- **Brano fornito**:

Chi legge con buona volontà, e quindi con una certa continuità, il Camerlengo, credo possa apprezzare due cose : 1) dico con chiarezza quello che penso 2) dò spazio nel blog, riportando gli articoli di vari opinionisti di valore, anche a tesi non coincidenti con le mie.
Certo, non arrivo ad ospitare Travaglio, Spinelli, Giannini...però al di fuori di questi casi limite, la dialettica è favorita.
Sul problema drammatico israelo-palestinese ho scritto tanto, e riportato tanti interventi, seguendo sempre le line guida sopra dette.
E con questo spirito che dò spazio a Roberto Toscano, de La Stampa, che dice molte cose che condivido insieme ad altre che mi lasciano più perplesso.
Non necessariamente contrario, ma dubbioso.
Per esempio, si contesta sempre ad Israele che nel difendersi - il cui diritto non viene in genere negato anche dai pensatori cd. progressisti - usi smodatamente la forza, con la conseguenza che le vittime civile sono in numero sproporzionato rispetto a quelle militari. Il problema c'è, ma come risolverlo, domando a Toscano e a quelli che dicono la stessa cosa, quando i civili, le loro abitazioni, le loro scuole ed ospedali, vengono usati come deposito di armi, rifugi dei capi militari che si vuole colpire e così via ?
Non credo ci sia una risposta valida a questa domanda. E infatti queste persone auspicano proprio che non si ricorra alla forza, ma allora in cosa consiste il diritto di autodifesa, quando Hamas spara i suoi razzi e scava tunnel con l'intento di riattivare iniziative terroristiche (tipo assalti suicidi) che le misure preventive israeliane da qualche anno hanno praticamente eliminato ?
Contraddizioni a parte, c'è sempre il condivisibile auspicio di soluzioni diplomatiche, che vedo predicate e perseguite da quando avevo 10 anni, e quindi da 40.

Record del dataset di annotazione a punti

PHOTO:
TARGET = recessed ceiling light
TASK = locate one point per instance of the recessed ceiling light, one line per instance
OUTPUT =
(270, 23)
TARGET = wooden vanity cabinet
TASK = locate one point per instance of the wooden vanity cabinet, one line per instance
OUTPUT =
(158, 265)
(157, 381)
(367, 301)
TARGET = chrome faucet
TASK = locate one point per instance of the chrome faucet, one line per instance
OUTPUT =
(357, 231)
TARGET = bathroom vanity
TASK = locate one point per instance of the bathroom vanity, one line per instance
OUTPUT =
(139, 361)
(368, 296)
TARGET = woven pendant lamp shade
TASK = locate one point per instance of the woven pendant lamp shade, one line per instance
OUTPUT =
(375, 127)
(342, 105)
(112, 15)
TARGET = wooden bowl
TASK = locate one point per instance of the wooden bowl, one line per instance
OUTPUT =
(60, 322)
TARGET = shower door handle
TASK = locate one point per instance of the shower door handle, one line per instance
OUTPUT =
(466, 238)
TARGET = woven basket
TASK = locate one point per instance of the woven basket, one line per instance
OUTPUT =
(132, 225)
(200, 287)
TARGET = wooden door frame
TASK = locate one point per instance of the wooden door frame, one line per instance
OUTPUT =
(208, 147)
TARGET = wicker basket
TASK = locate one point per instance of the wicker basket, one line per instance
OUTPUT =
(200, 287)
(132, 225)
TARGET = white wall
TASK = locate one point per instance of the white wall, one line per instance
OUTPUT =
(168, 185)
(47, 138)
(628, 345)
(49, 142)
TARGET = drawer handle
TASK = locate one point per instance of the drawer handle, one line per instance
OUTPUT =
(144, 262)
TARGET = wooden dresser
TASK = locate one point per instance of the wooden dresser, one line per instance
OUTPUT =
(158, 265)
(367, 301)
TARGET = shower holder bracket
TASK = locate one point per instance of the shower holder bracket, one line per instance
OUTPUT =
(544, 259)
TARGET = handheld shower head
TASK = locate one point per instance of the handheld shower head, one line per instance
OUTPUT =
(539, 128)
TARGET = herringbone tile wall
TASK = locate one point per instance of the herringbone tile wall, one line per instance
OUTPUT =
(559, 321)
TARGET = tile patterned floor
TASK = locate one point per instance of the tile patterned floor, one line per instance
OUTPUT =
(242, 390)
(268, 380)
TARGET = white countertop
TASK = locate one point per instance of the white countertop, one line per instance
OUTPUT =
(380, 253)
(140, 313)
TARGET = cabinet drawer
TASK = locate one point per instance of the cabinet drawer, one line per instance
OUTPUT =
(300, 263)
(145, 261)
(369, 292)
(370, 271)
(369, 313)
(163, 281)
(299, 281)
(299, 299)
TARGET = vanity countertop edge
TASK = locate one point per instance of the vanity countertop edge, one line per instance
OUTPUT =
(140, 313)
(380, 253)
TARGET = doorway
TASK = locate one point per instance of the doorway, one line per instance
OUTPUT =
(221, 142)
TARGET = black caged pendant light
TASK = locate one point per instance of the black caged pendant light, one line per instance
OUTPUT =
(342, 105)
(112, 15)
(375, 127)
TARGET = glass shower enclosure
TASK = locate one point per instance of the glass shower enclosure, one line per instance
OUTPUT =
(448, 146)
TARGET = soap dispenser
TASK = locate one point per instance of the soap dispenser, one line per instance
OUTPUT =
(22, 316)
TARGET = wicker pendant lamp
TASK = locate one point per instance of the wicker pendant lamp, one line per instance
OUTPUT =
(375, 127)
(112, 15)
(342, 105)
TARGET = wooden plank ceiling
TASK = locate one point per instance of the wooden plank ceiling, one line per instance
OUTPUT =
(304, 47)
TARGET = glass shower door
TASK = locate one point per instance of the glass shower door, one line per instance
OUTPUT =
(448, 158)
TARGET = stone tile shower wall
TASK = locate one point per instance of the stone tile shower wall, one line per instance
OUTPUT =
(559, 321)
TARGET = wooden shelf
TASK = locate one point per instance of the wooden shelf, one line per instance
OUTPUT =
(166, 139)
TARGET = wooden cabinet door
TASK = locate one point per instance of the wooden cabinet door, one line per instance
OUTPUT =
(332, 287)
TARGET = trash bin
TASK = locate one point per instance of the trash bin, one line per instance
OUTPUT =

- **Cosa si richiede**:
Per favore, rispondi a queste domande sul brano:
1. Per quale giornale scrive Roberto Toscano?
2. Oltre a sparare razzi, che cosa scava Hamas?
3. Da quanti anni chi scrive vede predicate le soluzioni diplomatiche?

- **Soluzione proposta**:
1. La Stampa.
2. Tunnel.
3. Da 40 anni.